New Moon
Closing
-> Jul 27 2024
Morán Morán presents the closing event of David Benjamin Sherry's New Moon exhibition.
David Benjamin Sherry’s artistic journey, spanning two decades of traversing the American West, living in his car, and exploring geological extremes like Death Valley and Glacier National Park — all to capture the immense meeting of elements that have opened eyes to the continent’s immaculate disappearing natural environments, has culminated in his latest works. Since relocating to Santa Fe, New Mexico, in 2021, he has honed his technical skills and channeled his profound understanding of color and form into creating captivating oil paintings on canvas.
These paintings, like his acclaimed photography, offer a unique perspective on landscapes, using vividly colored monochromes to depict natural environments devoid of human presence. This exhibition is a testament to his ongoing exploration of non-lens-based graphic abstractions, manifested in his collection of photograms (2012-2017), published in Pink Genesis.
This shift in Sherry’s material approach also presents a critical recalibration of perspective. Rather than depicting what is directly in front of him, as in his expansive color photographs, Sherry’s latest work presents the natural world as something not only to bear witness to but to be felt: a revelatory event happening to their creator. Pairing these otherworldly, painted mystical abstractions alongside a series of monochromatic, large-scale 8×10 film photographs of billowing cumulus clouds, each bathed in his signature saturated tones, Sherry unites that which is atmospheric, ethereal, and symbolic, ultimately developing a visual language that departs from realism while maintaining a sense of the sublime.

Extracted records:
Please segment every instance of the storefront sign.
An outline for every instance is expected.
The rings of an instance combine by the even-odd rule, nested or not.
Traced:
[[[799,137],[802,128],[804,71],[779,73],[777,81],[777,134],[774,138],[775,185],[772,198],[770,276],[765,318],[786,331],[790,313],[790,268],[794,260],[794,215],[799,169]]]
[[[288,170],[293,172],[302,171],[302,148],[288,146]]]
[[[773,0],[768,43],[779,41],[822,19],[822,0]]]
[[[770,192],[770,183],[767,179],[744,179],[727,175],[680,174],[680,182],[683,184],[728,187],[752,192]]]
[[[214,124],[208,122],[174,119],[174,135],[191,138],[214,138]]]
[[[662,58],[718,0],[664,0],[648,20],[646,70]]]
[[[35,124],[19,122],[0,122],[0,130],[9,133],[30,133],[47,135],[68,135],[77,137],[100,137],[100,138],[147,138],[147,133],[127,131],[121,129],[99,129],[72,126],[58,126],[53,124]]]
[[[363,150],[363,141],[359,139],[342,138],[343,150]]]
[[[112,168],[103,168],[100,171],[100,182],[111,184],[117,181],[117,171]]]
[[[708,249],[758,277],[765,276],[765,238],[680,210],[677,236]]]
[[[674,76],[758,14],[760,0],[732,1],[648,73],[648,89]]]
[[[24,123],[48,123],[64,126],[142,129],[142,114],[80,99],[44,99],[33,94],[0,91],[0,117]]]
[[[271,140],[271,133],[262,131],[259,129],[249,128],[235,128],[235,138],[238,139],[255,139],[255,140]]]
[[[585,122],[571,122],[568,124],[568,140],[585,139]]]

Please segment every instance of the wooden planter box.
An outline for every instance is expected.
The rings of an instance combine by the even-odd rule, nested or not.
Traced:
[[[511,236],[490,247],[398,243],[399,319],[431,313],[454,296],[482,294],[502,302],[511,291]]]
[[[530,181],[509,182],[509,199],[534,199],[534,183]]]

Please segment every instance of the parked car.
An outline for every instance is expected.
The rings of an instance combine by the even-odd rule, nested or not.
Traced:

Requirement:
Pick up the exhibition text about David Benjamin Sherry's New Moon show right after its last sentence and keep writing. The items have no connection to the exhibition text.

Answer to this problem:
New Moon, the title of his exhibition, references an astrological event when the moon is between the Earth and the sun in its orbit, causing the moon’s dark side to appear invisible in the sky. This phase marks the beginning of the moon’s cycle, and in this way, Sherry’s work points to the renewal of the self, a rebirth of light after a period of darkness. It is simultaneously about that which is visible to the naked eye and a realm of possibilities that lie in what we cannot see, the frontier between the known and the unknown.
These new paintings, says Sherry, “are indebted to the color of the photographs and of my time spent looking into the sky and looking into myself, longing for a connection to the universe, looking for answers.” Like the paintings featured in his 2022 exhibition, poignantly titled Gloria, these abstract and minimal landscapes reflect the artist’s desire to communicate an internal sense of landscape, the topography of the mind—a delirium of intangible territory even more challenging to map than any National Park.